__Exercise details__.
All lines holding the word "that" are to be copied from the records beneath.

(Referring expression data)
------------------------------------------------------------
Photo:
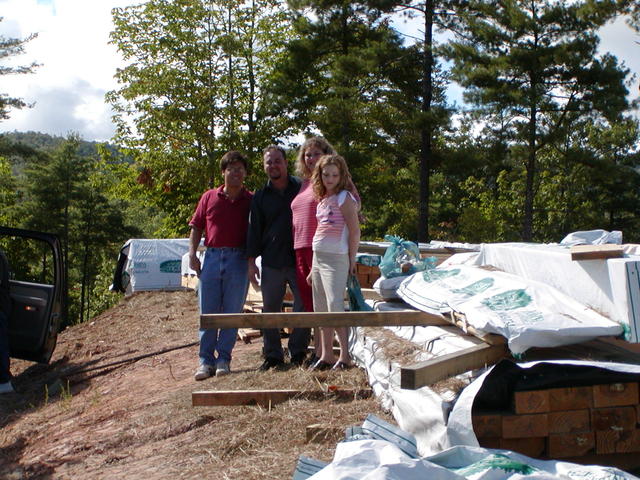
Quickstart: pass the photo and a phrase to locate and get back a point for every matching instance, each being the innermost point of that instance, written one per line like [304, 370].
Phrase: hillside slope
[115, 402]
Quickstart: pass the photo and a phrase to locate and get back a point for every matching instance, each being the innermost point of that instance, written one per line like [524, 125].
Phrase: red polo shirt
------------------------------------------------------------
__Your response__.
Quickstart: pass the photo and a phrase to locate and get back a point for every matching instance, each being the innermost point of that instance, written one per line like [304, 370].
Quickstart: pass the photo and a phrase to locate and get back a point for every matching instance, each being the innermost point of that instance, written one per line like [524, 125].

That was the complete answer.